(Pointing dataset listing)
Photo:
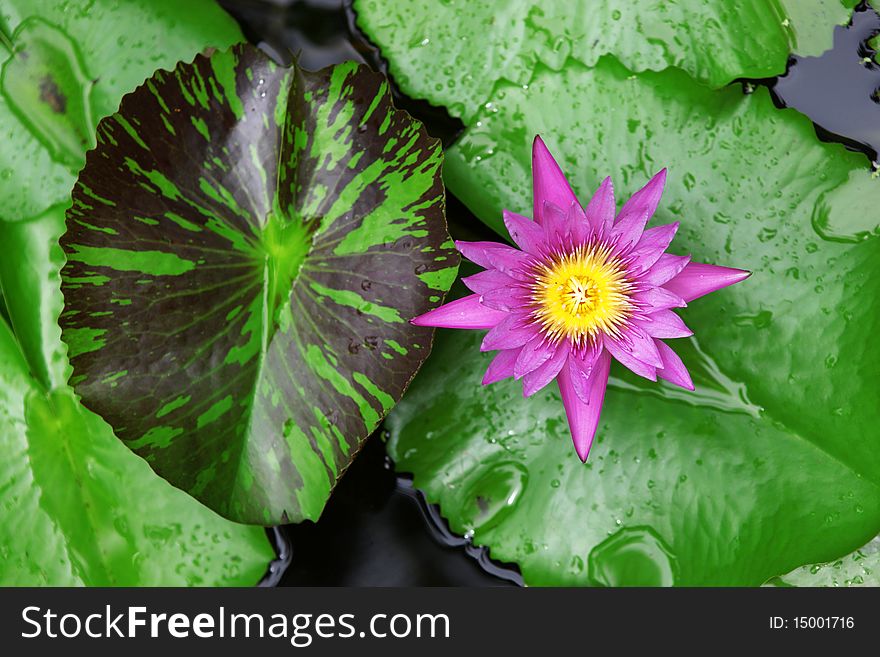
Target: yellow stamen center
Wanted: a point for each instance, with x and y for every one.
(582, 294)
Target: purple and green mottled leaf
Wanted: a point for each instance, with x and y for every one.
(244, 250)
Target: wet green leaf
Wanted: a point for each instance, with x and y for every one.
(244, 250)
(78, 509)
(861, 568)
(70, 64)
(774, 461)
(812, 23)
(456, 52)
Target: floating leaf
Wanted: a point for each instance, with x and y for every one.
(812, 23)
(455, 53)
(60, 79)
(861, 568)
(77, 509)
(244, 250)
(774, 461)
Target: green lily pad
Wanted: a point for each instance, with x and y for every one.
(774, 461)
(77, 509)
(456, 53)
(245, 247)
(812, 23)
(61, 77)
(861, 568)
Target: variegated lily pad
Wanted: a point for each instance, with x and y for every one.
(245, 247)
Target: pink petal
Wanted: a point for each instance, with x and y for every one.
(698, 279)
(548, 181)
(667, 267)
(541, 376)
(505, 298)
(578, 227)
(601, 208)
(524, 232)
(664, 324)
(467, 313)
(485, 281)
(555, 226)
(673, 369)
(509, 333)
(650, 247)
(501, 366)
(657, 298)
(482, 252)
(535, 353)
(583, 417)
(634, 214)
(627, 359)
(639, 344)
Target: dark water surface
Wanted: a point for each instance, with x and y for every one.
(377, 530)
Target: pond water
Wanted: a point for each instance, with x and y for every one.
(377, 530)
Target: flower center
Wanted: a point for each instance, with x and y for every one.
(581, 294)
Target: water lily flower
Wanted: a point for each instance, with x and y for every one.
(585, 285)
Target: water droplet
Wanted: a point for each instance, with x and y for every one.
(759, 320)
(842, 214)
(492, 494)
(633, 556)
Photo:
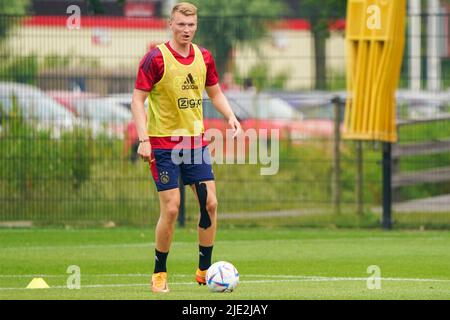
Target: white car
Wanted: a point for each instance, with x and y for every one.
(36, 107)
(104, 116)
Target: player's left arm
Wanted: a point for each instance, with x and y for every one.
(221, 104)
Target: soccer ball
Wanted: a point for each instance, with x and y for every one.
(222, 276)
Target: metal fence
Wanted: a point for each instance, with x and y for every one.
(67, 152)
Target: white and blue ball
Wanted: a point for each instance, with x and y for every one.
(222, 276)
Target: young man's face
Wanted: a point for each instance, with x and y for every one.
(183, 28)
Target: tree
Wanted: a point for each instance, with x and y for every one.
(9, 9)
(223, 23)
(320, 14)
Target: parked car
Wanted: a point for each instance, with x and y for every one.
(104, 115)
(68, 98)
(36, 107)
(101, 114)
(264, 111)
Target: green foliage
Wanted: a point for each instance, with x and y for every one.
(320, 14)
(34, 162)
(223, 23)
(19, 69)
(11, 8)
(446, 73)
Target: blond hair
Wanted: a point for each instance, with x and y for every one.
(184, 8)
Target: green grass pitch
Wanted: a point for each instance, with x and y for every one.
(273, 263)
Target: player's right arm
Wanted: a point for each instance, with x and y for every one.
(150, 72)
(140, 119)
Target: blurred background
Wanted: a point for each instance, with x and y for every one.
(68, 142)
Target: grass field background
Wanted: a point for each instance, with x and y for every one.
(273, 263)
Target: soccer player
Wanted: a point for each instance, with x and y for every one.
(173, 76)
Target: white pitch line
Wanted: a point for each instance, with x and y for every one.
(277, 277)
(293, 279)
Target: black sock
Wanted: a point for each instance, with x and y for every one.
(204, 257)
(160, 261)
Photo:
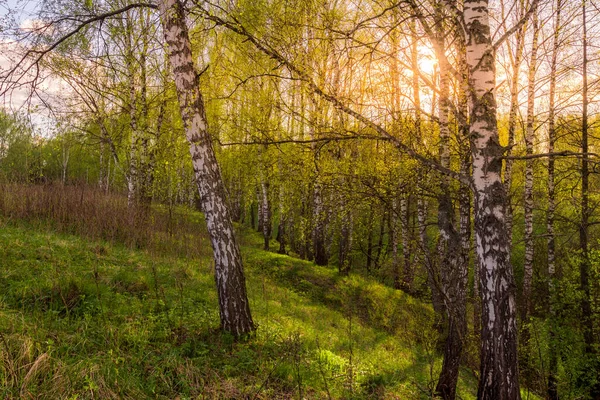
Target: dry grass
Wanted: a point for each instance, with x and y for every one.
(94, 214)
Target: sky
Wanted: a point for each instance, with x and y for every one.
(21, 12)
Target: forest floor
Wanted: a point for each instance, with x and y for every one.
(92, 319)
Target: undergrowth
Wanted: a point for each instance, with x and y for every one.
(103, 318)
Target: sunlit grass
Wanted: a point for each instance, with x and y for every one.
(90, 319)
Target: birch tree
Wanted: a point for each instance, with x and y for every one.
(229, 274)
(499, 377)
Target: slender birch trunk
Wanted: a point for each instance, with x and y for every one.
(528, 190)
(585, 263)
(449, 244)
(393, 227)
(407, 273)
(512, 118)
(552, 346)
(231, 286)
(499, 376)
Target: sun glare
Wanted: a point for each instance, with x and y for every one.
(427, 65)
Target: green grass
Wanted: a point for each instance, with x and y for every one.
(87, 319)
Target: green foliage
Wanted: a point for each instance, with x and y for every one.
(83, 319)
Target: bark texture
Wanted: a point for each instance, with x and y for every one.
(229, 274)
(499, 379)
(552, 383)
(528, 190)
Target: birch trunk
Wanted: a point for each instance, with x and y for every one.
(394, 243)
(499, 378)
(528, 190)
(449, 242)
(552, 348)
(408, 274)
(512, 119)
(229, 274)
(585, 263)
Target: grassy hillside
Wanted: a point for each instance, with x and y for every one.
(82, 318)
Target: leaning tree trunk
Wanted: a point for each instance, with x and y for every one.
(229, 274)
(449, 245)
(499, 377)
(512, 120)
(528, 190)
(552, 383)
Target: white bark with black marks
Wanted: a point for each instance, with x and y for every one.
(229, 274)
(499, 378)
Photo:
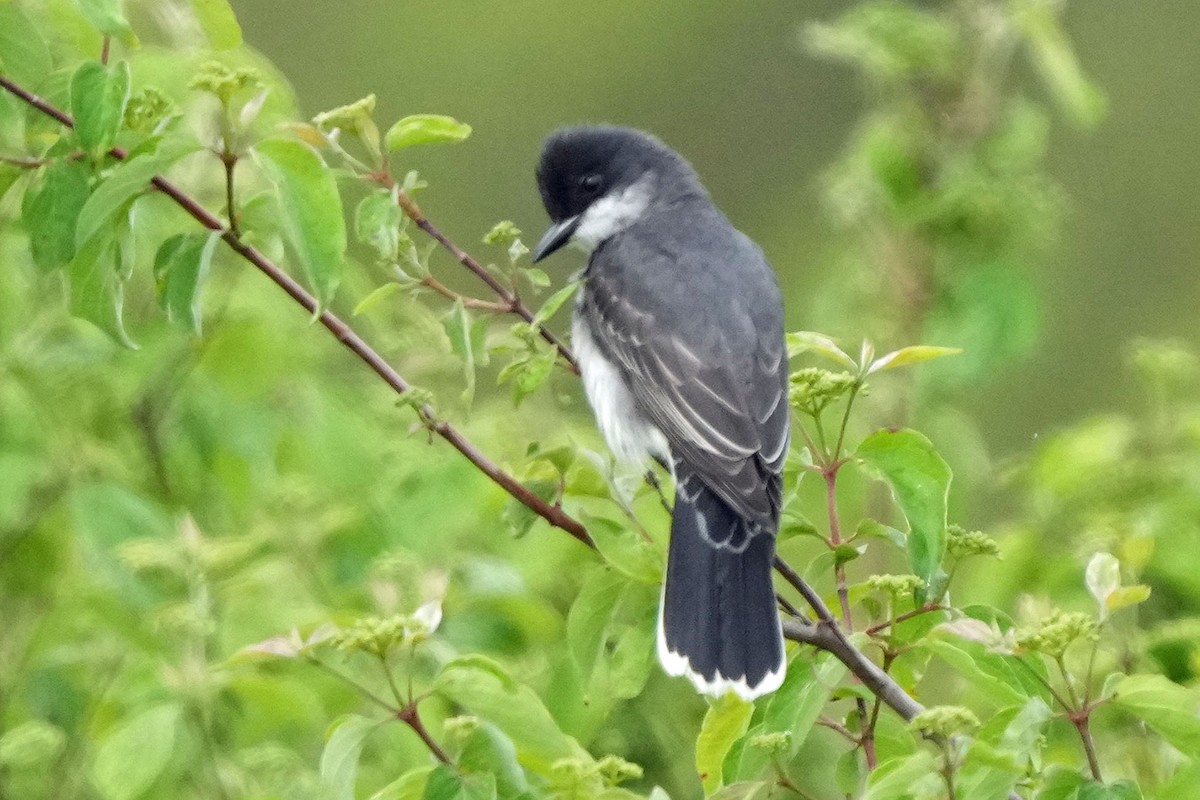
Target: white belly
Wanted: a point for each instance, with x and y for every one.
(631, 437)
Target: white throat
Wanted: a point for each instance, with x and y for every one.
(612, 214)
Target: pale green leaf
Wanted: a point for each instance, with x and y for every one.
(808, 342)
(743, 791)
(1127, 596)
(220, 23)
(23, 50)
(377, 223)
(981, 668)
(1170, 709)
(425, 128)
(1103, 577)
(921, 482)
(725, 722)
(624, 549)
(129, 180)
(409, 786)
(130, 761)
(514, 709)
(97, 293)
(99, 96)
(376, 298)
(313, 222)
(555, 302)
(633, 659)
(447, 783)
(466, 341)
(107, 17)
(489, 751)
(51, 210)
(1056, 61)
(907, 355)
(904, 777)
(589, 615)
(340, 758)
(180, 268)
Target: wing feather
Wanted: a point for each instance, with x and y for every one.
(702, 349)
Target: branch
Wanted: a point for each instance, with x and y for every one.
(829, 637)
(823, 635)
(508, 299)
(341, 331)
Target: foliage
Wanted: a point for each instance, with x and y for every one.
(220, 578)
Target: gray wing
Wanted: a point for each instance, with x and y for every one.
(702, 348)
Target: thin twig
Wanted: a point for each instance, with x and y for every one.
(509, 299)
(359, 687)
(1083, 726)
(917, 612)
(409, 716)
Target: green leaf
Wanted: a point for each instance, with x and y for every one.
(107, 17)
(633, 657)
(409, 786)
(1170, 709)
(514, 709)
(901, 777)
(555, 302)
(1103, 577)
(129, 180)
(340, 758)
(725, 722)
(219, 22)
(425, 128)
(130, 761)
(1127, 596)
(180, 268)
(51, 210)
(907, 355)
(99, 96)
(743, 791)
(970, 660)
(97, 292)
(312, 211)
(376, 298)
(1119, 791)
(447, 783)
(624, 549)
(589, 615)
(489, 751)
(808, 342)
(377, 223)
(23, 50)
(467, 341)
(921, 483)
(792, 709)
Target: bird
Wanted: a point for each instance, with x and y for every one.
(678, 331)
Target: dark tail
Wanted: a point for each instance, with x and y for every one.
(718, 624)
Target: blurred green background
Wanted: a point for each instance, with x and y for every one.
(162, 509)
(732, 88)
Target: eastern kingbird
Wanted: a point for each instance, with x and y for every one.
(679, 336)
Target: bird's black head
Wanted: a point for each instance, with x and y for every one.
(592, 168)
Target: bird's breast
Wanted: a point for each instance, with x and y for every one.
(630, 435)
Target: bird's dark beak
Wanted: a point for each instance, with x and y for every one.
(558, 235)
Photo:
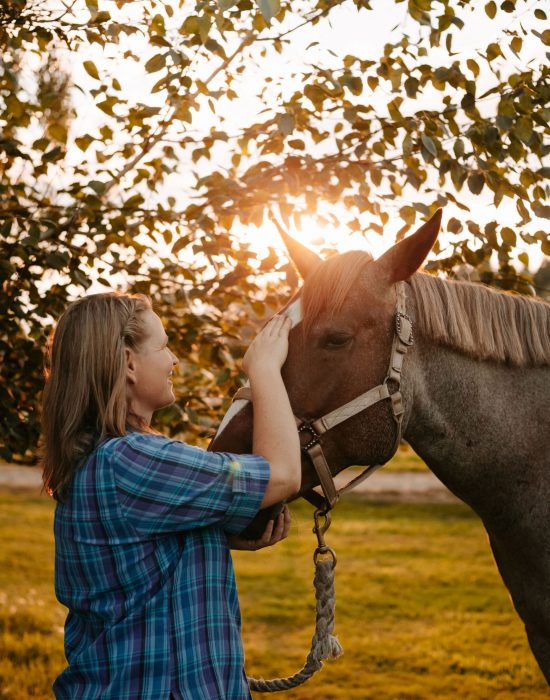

» **Your objective**
Please change "a point for each instance" to "one point per instance" everywhere in the listing above, keeping every other part of the lines the same. Leave the pictures out of your answer.

» **Full response**
Photo:
Target: yellow stamen center
Wanted: one point per instance, with x and y for every one.
(582, 294)
Target: purple and green mottled leaf
Wanted: one point per instance, with x and y for every one.
(244, 250)
Target: wet green leaf
Wanted: one point per instance, with x and y for every one.
(244, 250)
(78, 509)
(861, 568)
(70, 64)
(774, 461)
(812, 23)
(456, 52)
Target: floating leaf
Wanted: one point per instance, with x and y for every one.
(812, 23)
(455, 53)
(60, 79)
(861, 568)
(77, 509)
(244, 250)
(774, 461)
Target: green lily pad
Wanted: one point per instance, with x and y for every one.
(774, 461)
(77, 509)
(456, 53)
(245, 247)
(812, 23)
(61, 77)
(861, 568)
Target: variegated lily pad
Wanted: one point per instance, with x and y for every one.
(245, 247)
Target: pink petal
Wanted: one point per instance, with x and y for every one.
(698, 279)
(548, 181)
(667, 267)
(541, 376)
(505, 298)
(578, 227)
(601, 208)
(524, 232)
(664, 324)
(467, 313)
(485, 281)
(555, 226)
(673, 369)
(509, 333)
(650, 247)
(501, 366)
(657, 298)
(482, 252)
(535, 353)
(583, 417)
(634, 214)
(627, 359)
(639, 344)
Target: dark water surface
Wanted: one point per instance, with x and y for every one.
(377, 530)
Target: pond water
Wanted: one point per instance, with x and y for every one.
(377, 530)
Target: flower center
Wanted: one point per instance, with x and y for every one.
(581, 294)
Target: water lily flower
Wanted: one point per instance, with x and y for every one.
(585, 285)
Target: water droplet
Wanted: one point per instance, with x and y for every one.
(759, 320)
(842, 214)
(492, 494)
(633, 556)
Photo:
Target: white car
Wanted: one point per instance, with x and y for every one.
(36, 107)
(104, 116)
Target: player's left arm
Wanted: one point per instance, with x and y for every one.
(221, 104)
Target: soccer ball
Wanted: one point per instance, with x and y for every one.
(222, 276)
Target: metal fence
Wanted: one point per instance, with x and y for every one.
(67, 152)
Target: white and blue ball
Wanted: one point per instance, with x and y for every one.
(222, 276)
Target: young man's face
Wanted: one point per instance, with x and y for every one.
(183, 28)
Target: tree
Wanted: one point per instance, with x and y for every one.
(9, 9)
(223, 23)
(320, 14)
Target: parked car
Wanted: one point per instance, with x and y for every one.
(104, 115)
(68, 98)
(36, 107)
(101, 114)
(264, 111)
Target: green foliage
Wanted: one point per instance, with x and y for every one.
(320, 14)
(34, 162)
(223, 23)
(19, 69)
(11, 8)
(446, 73)
Target: blond hair
Wanted: one point per instance, with x and y for every one.
(184, 8)
Target: green grass pitch
Wanted: one point per instance, with x and y for every one.
(273, 263)
Target: player's right arm
Wanted: one point per instance, with x and y for every one.
(150, 72)
(140, 119)
Target: blurred background
Wanted: one point per instance, with x and y for every one.
(68, 142)
Target: grass field background
Wanted: one point per instance, with x and y for every one.
(273, 263)
Target: soccer player
Wanted: one point per instance, with x and y for every one.
(173, 76)
Target: white pitch line
Wanted: one point per instance, with x and y for every one.
(277, 277)
(293, 279)
Target: black sock
Wanted: one point per instance, with x and y for every one.
(204, 257)
(160, 261)
Photo:
Target: dry grass
Wanted: one point per instance, with x and y for every one.
(94, 214)
Target: sky
Wanted: one point per instance, with x and y for every one.
(21, 12)
Target: forest floor
Wanted: one point per instance, with x and y for every one.
(92, 319)
Target: undergrowth
Wanted: one point per instance, with x and y for every one.
(103, 318)
Target: sunlit grass
Wanted: one point per instance, with x and y for every one.
(90, 319)
Target: birch tree
Wanted: one point per instance, with x and y for every one.
(229, 274)
(499, 377)
Target: slender birch trunk
Wanted: one point per instance, with x and y for every one.
(528, 190)
(585, 263)
(449, 244)
(393, 227)
(407, 273)
(512, 118)
(552, 346)
(231, 286)
(499, 376)
Target: sun glare
Wanted: one point per instance, with x and y for every one.
(427, 65)
Target: green grass
Wanted: one point per instance, with x and y for every one.
(87, 319)
Target: green foliage
Wanted: one point per instance, with x and y for every one.
(83, 319)
Target: bark texture
Wanted: one point per instance, with x and y for every one.
(229, 274)
(499, 379)
(552, 383)
(528, 190)
Target: birch trunk
Wanted: one point per instance, with x and y for every one.
(394, 243)
(499, 378)
(528, 190)
(449, 242)
(552, 348)
(408, 274)
(512, 119)
(229, 274)
(585, 263)
Target: grassy hillside
Wanted: one point per instance, with x and y for every one.
(82, 318)
Target: leaning tree trunk
Wanted: one point per instance, with x and y for every one.
(229, 274)
(449, 245)
(499, 377)
(512, 120)
(528, 190)
(552, 383)
Target: white bark with black marks
Wanted: one point per instance, with x and y for every one.
(229, 274)
(499, 378)
Photo:
Target: white belly
Wanted: one point per instance, with x and y for every one.
(631, 437)
Target: white throat
Wanted: one point per instance, with x and y for every one.
(612, 214)
Target: pale green leaf
Wanted: one point per instance, with x and y for every one.
(808, 342)
(743, 791)
(1127, 596)
(220, 23)
(23, 50)
(377, 223)
(981, 668)
(1170, 709)
(425, 128)
(1103, 577)
(921, 482)
(725, 722)
(624, 549)
(129, 180)
(409, 786)
(130, 761)
(514, 709)
(97, 293)
(99, 96)
(376, 298)
(313, 222)
(555, 302)
(633, 659)
(447, 783)
(466, 341)
(107, 17)
(489, 751)
(51, 210)
(1056, 61)
(907, 355)
(904, 777)
(589, 615)
(340, 758)
(180, 268)
Target: wing feather
Wanted: one point per instance, with x and y for every one.
(702, 349)
Target: branch
Wanted: one point per instance, with x and y for every one.
(829, 637)
(823, 635)
(508, 299)
(341, 331)
Target: foliage
Wanted: one point per instance, with x and y for every one.
(220, 578)
Target: gray wing
Wanted: one point per instance, with x and y for every one.
(702, 348)
Target: thin twig
Wanted: one point per instance, with x and y for every one.
(509, 299)
(359, 687)
(1083, 726)
(917, 612)
(409, 716)
Target: green leaf
Wanted: one point per instance, with x and y for every one.
(107, 17)
(633, 657)
(409, 786)
(1170, 709)
(514, 709)
(901, 777)
(555, 302)
(1103, 577)
(129, 180)
(340, 758)
(725, 722)
(219, 22)
(425, 128)
(130, 761)
(1127, 596)
(180, 268)
(51, 210)
(907, 355)
(99, 96)
(743, 791)
(970, 660)
(97, 292)
(312, 211)
(376, 298)
(1119, 791)
(447, 783)
(624, 549)
(589, 615)
(489, 751)
(808, 342)
(377, 223)
(23, 50)
(467, 341)
(921, 483)
(792, 709)
Target: bird
Wanted: one point per instance, with x and y for every one.
(678, 331)
Target: dark tail
Wanted: one point per instance, with x and y for every one.
(718, 624)
Target: blurred green background
Wanted: one point per instance, with x and y for every one.
(162, 509)
(732, 88)
Target: eastern kingbird
Wanted: one point per instance, with x and y for every one.
(679, 336)
Target: bird's black head
Wanted: one point per instance, with x and y for every one.
(592, 168)
Target: bird's breast
Wanted: one point per instance, with x and y for every one.
(630, 435)
Target: bird's dark beak
Wanted: one point per instance, with x and y for every one.
(558, 235)
Photo:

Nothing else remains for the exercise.